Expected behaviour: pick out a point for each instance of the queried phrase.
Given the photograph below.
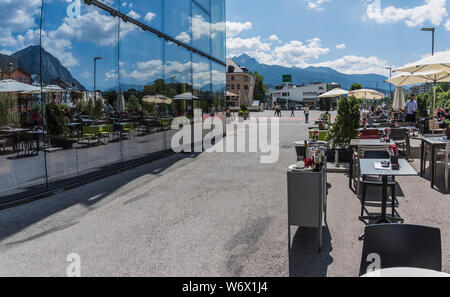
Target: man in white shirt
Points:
(411, 109)
(307, 114)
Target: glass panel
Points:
(177, 19)
(145, 11)
(201, 29)
(204, 4)
(79, 133)
(202, 82)
(178, 76)
(142, 82)
(21, 126)
(218, 29)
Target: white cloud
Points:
(356, 65)
(234, 28)
(317, 4)
(433, 11)
(149, 16)
(274, 38)
(447, 25)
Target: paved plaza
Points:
(209, 214)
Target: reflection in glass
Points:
(148, 111)
(145, 11)
(218, 29)
(201, 29)
(78, 131)
(177, 19)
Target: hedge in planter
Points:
(347, 122)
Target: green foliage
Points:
(133, 103)
(347, 121)
(56, 124)
(260, 88)
(4, 110)
(356, 86)
(98, 110)
(422, 109)
(90, 107)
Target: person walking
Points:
(411, 109)
(307, 114)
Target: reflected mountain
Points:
(52, 69)
(273, 74)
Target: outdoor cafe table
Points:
(355, 143)
(367, 167)
(433, 142)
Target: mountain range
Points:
(28, 59)
(273, 75)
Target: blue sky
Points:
(352, 36)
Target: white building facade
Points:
(304, 95)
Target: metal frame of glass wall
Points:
(114, 74)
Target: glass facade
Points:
(106, 88)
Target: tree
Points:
(260, 88)
(355, 86)
(133, 103)
(347, 121)
(98, 110)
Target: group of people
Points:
(278, 110)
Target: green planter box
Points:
(323, 135)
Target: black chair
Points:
(377, 181)
(301, 153)
(400, 245)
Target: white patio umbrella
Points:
(366, 94)
(120, 102)
(439, 62)
(9, 86)
(399, 99)
(434, 76)
(185, 96)
(334, 93)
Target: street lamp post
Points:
(95, 76)
(390, 85)
(432, 30)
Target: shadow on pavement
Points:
(16, 219)
(305, 259)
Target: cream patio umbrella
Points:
(399, 99)
(366, 94)
(438, 62)
(120, 102)
(434, 76)
(334, 93)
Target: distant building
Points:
(424, 88)
(17, 74)
(304, 94)
(240, 84)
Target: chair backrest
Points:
(399, 133)
(362, 149)
(435, 124)
(400, 245)
(376, 154)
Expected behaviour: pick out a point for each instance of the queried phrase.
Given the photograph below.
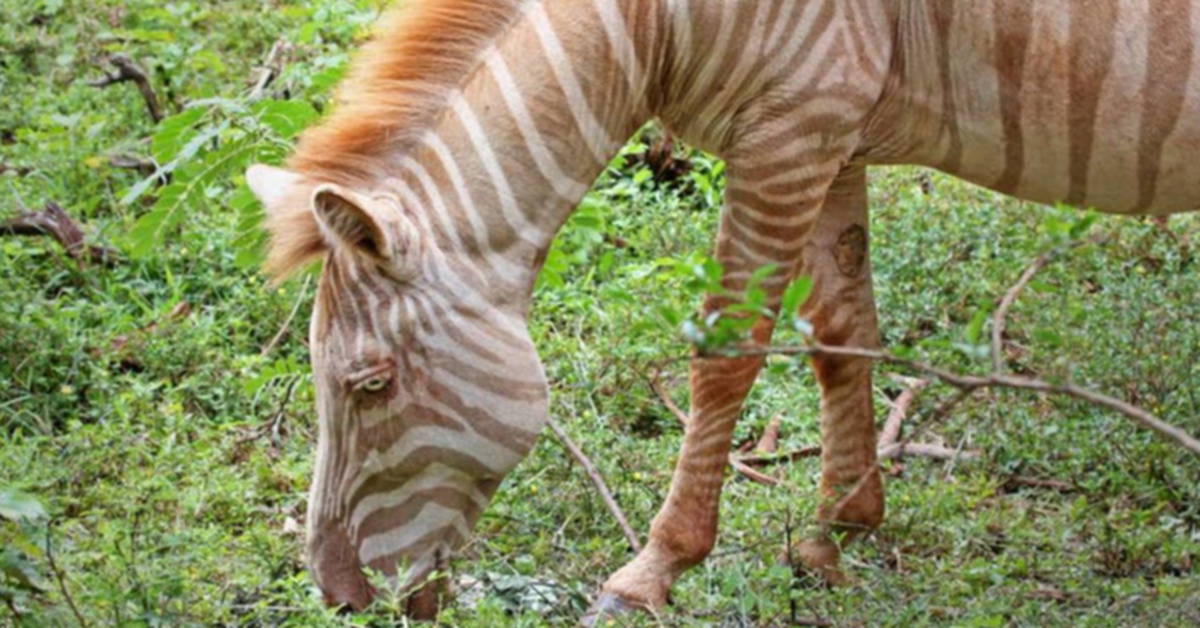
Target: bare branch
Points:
(891, 431)
(287, 324)
(271, 70)
(60, 578)
(657, 386)
(126, 71)
(996, 381)
(55, 222)
(1000, 318)
(769, 442)
(600, 484)
(924, 450)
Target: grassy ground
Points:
(137, 420)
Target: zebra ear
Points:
(348, 219)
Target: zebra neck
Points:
(520, 144)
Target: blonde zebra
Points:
(469, 130)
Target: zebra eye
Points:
(376, 384)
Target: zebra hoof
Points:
(606, 609)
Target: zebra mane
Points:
(395, 91)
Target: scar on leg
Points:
(851, 251)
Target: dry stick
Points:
(55, 222)
(129, 71)
(287, 324)
(667, 401)
(60, 578)
(271, 70)
(971, 383)
(1001, 317)
(600, 484)
(891, 431)
(735, 461)
(769, 442)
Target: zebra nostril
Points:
(337, 570)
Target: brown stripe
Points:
(1168, 65)
(419, 460)
(1014, 25)
(1091, 48)
(943, 23)
(388, 519)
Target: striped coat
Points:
(469, 130)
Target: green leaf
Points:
(797, 292)
(17, 506)
(21, 573)
(286, 119)
(975, 330)
(761, 275)
(173, 135)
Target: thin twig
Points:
(657, 386)
(891, 431)
(287, 324)
(271, 70)
(127, 71)
(55, 222)
(972, 382)
(935, 452)
(1000, 318)
(769, 441)
(60, 578)
(599, 483)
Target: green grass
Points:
(137, 431)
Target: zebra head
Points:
(429, 389)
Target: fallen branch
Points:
(1000, 318)
(126, 71)
(287, 324)
(55, 222)
(657, 386)
(891, 431)
(1017, 482)
(769, 441)
(970, 383)
(271, 70)
(935, 452)
(599, 483)
(60, 578)
(274, 428)
(145, 167)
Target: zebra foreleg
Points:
(760, 226)
(843, 314)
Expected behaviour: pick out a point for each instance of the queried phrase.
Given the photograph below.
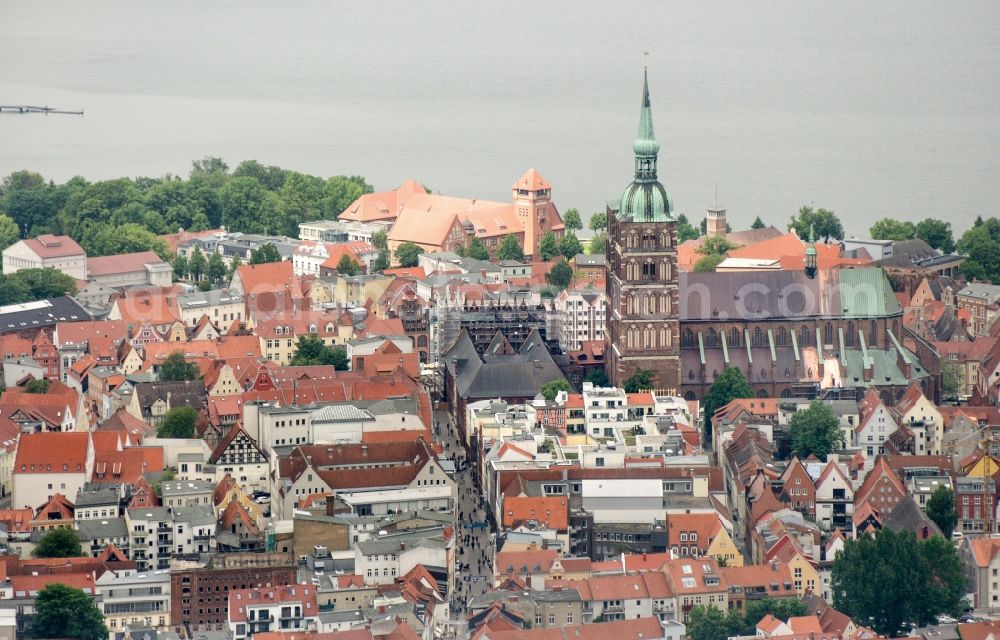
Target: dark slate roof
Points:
(906, 516)
(517, 375)
(906, 253)
(42, 313)
(752, 295)
(190, 394)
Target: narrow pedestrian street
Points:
(474, 550)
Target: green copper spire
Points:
(645, 142)
(645, 200)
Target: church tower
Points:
(715, 222)
(532, 200)
(642, 325)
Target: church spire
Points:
(811, 253)
(645, 199)
(646, 146)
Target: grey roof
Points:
(42, 313)
(906, 516)
(981, 290)
(202, 299)
(98, 529)
(341, 413)
(908, 252)
(751, 295)
(186, 487)
(190, 393)
(90, 496)
(518, 375)
(161, 514)
(394, 544)
(195, 515)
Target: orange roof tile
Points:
(552, 512)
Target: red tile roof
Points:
(53, 452)
(552, 512)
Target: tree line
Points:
(127, 214)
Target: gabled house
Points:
(238, 455)
(875, 426)
(701, 534)
(834, 497)
(882, 489)
(797, 488)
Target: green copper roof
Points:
(866, 293)
(645, 199)
(645, 141)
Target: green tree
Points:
(597, 377)
(560, 275)
(571, 220)
(176, 368)
(780, 608)
(381, 263)
(716, 246)
(302, 200)
(510, 249)
(641, 380)
(815, 431)
(936, 233)
(548, 248)
(234, 264)
(180, 266)
(311, 350)
(40, 284)
(708, 263)
(941, 509)
(951, 378)
(264, 254)
(408, 254)
(58, 543)
(9, 233)
(981, 245)
(249, 207)
(891, 580)
(341, 191)
(685, 231)
(37, 385)
(551, 388)
(197, 265)
(598, 244)
(705, 622)
(108, 239)
(477, 250)
(216, 269)
(179, 422)
(67, 612)
(273, 178)
(348, 266)
(730, 384)
(13, 290)
(599, 221)
(826, 224)
(891, 229)
(570, 247)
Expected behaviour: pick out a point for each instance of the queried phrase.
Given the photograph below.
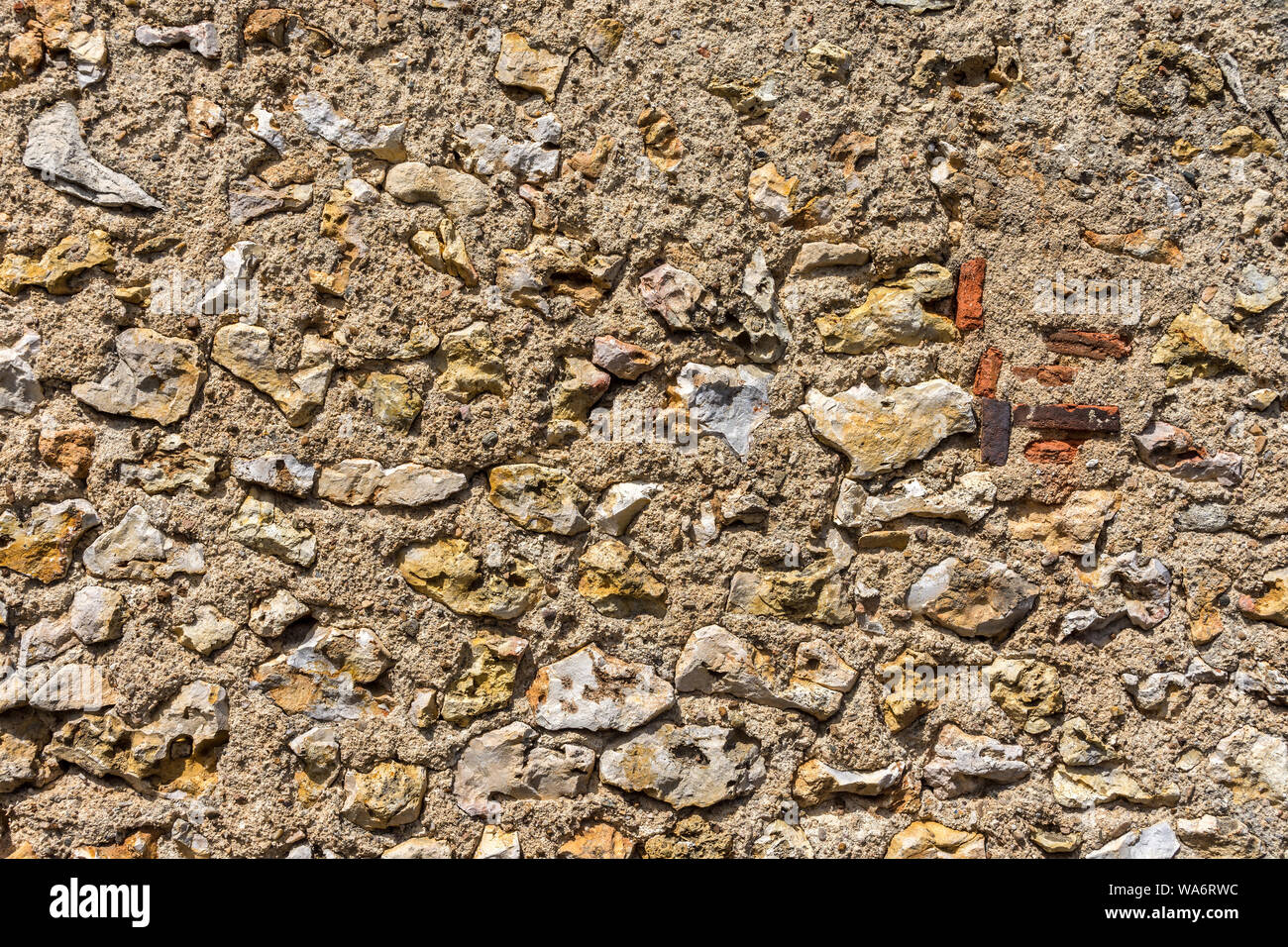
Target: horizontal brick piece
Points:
(970, 294)
(1052, 451)
(1048, 375)
(987, 371)
(995, 431)
(1090, 418)
(1099, 346)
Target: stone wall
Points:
(613, 429)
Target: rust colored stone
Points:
(970, 294)
(987, 371)
(1048, 375)
(1099, 346)
(995, 431)
(1052, 451)
(1090, 418)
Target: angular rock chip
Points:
(539, 497)
(1199, 346)
(459, 193)
(883, 432)
(174, 464)
(591, 690)
(661, 137)
(964, 763)
(815, 781)
(359, 480)
(270, 616)
(673, 294)
(136, 549)
(599, 840)
(156, 377)
(527, 67)
(507, 763)
(1073, 527)
(621, 502)
(621, 359)
(56, 150)
(246, 352)
(279, 472)
(910, 689)
(1253, 764)
(686, 766)
(1274, 604)
(200, 38)
(728, 402)
(485, 684)
(20, 388)
(43, 548)
(266, 527)
(1155, 841)
(189, 729)
(617, 582)
(207, 631)
(1028, 690)
(1170, 449)
(1125, 586)
(475, 365)
(966, 501)
(451, 577)
(389, 793)
(931, 839)
(975, 599)
(893, 315)
(716, 661)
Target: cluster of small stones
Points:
(327, 527)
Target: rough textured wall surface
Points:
(604, 428)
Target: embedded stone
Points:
(617, 582)
(591, 690)
(975, 599)
(716, 661)
(43, 548)
(266, 527)
(881, 432)
(686, 766)
(56, 150)
(446, 573)
(279, 472)
(965, 763)
(485, 682)
(725, 402)
(931, 839)
(389, 793)
(539, 497)
(893, 315)
(155, 377)
(815, 781)
(246, 351)
(527, 67)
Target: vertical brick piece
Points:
(995, 431)
(987, 372)
(970, 295)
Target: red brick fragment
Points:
(1090, 418)
(1099, 346)
(1048, 375)
(970, 295)
(995, 431)
(987, 371)
(1052, 451)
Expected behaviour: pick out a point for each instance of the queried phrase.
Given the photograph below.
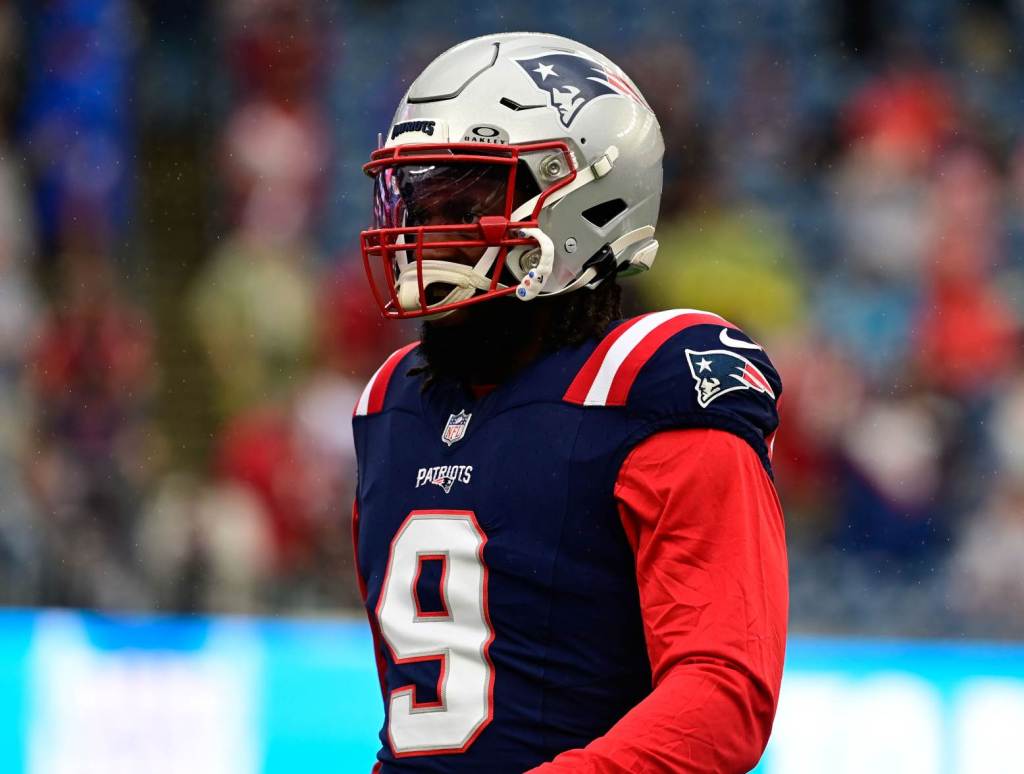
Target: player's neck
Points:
(489, 345)
(491, 342)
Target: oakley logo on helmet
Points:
(424, 127)
(486, 133)
(572, 81)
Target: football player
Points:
(567, 536)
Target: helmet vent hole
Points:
(602, 214)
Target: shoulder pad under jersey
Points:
(684, 368)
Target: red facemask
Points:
(442, 222)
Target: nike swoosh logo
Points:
(735, 343)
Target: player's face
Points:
(453, 196)
(445, 201)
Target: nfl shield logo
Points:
(456, 427)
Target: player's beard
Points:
(488, 342)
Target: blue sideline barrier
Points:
(84, 692)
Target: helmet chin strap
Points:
(466, 281)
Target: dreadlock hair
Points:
(500, 332)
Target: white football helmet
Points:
(518, 163)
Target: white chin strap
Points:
(466, 281)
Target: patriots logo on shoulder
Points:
(571, 81)
(719, 371)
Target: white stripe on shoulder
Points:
(361, 406)
(616, 354)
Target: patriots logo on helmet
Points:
(572, 81)
(719, 371)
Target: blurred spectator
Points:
(737, 262)
(91, 372)
(252, 307)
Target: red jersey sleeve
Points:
(706, 525)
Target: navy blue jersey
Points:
(498, 577)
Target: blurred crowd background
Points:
(184, 326)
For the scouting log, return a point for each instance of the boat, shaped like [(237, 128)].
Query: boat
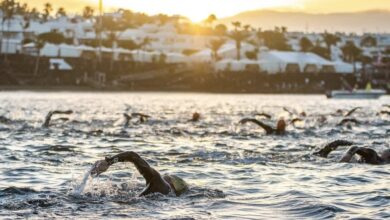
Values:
[(356, 94)]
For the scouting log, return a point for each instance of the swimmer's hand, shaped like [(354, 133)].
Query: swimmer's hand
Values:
[(99, 167)]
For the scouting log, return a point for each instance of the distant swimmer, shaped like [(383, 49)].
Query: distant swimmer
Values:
[(385, 112), (348, 121), (367, 155), (340, 112), (349, 113), (265, 115), (142, 117), (288, 111), (127, 119), (155, 183), (279, 130), (46, 124), (295, 120), (195, 117)]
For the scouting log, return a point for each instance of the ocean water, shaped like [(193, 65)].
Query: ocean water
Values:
[(234, 171)]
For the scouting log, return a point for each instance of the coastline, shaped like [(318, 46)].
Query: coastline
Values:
[(124, 90)]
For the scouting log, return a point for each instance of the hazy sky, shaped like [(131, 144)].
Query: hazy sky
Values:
[(197, 10)]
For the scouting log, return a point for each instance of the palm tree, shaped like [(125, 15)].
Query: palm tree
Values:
[(210, 19), (88, 12), (39, 44), (247, 27), (46, 11), (8, 11), (351, 53), (238, 36), (61, 12), (220, 29), (368, 41), (34, 14), (330, 39), (145, 42), (112, 38), (305, 44), (215, 45), (236, 24)]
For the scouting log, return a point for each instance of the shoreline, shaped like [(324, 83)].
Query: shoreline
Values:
[(110, 90)]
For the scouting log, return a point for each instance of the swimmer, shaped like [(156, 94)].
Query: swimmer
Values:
[(46, 124), (264, 115), (288, 111), (195, 117), (155, 183), (352, 111), (5, 120), (367, 155), (279, 130), (348, 120), (295, 120), (385, 112), (142, 117)]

▶ _What you will do_: Restate word for word the lines from the one holding "Query: distant swimmer" through the last line of the listing, omitting every earlier line.

▶ _Exercise answer_:
Query: distant swimmer
Values:
[(385, 112), (348, 121), (367, 155), (340, 112), (349, 113), (265, 115), (142, 117), (288, 111), (127, 119), (155, 183), (279, 130), (46, 124), (295, 120), (195, 117)]
For the scouting log, return a point for each instance of the ocean water, shaped like [(193, 65)].
Query: ocean water
Values:
[(234, 171)]
For the scouting log, return a point for each instance of the coastline, shaped like [(318, 46)].
Query: coastline
Values:
[(124, 90)]
For the scouting log, return a point for each instance of the hazy sky, shaped like [(131, 144)].
Query: hazy sky
Values:
[(197, 10)]
For the scouting log, return a point for each instance of the palm tree, shaped like [(125, 15)].
Query: palm tree
Values:
[(210, 19), (88, 12), (39, 44), (247, 27), (46, 11), (8, 11), (351, 53), (238, 36), (61, 12), (220, 29), (368, 41), (34, 14), (330, 39), (145, 42), (112, 38), (305, 44), (215, 45), (236, 24)]
For the scouting log, return a point for each instance of the shoreline, shaped like [(324, 83)].
Query: shoreline
Values:
[(110, 90)]
For the scouting log, return a point for each instance of the swimmer, shaped like [(156, 94)].
Query: swimmer
Values:
[(46, 124), (264, 115), (288, 111), (195, 117), (155, 183), (352, 111), (5, 120), (367, 155), (279, 130), (348, 120), (295, 120), (385, 112), (142, 117)]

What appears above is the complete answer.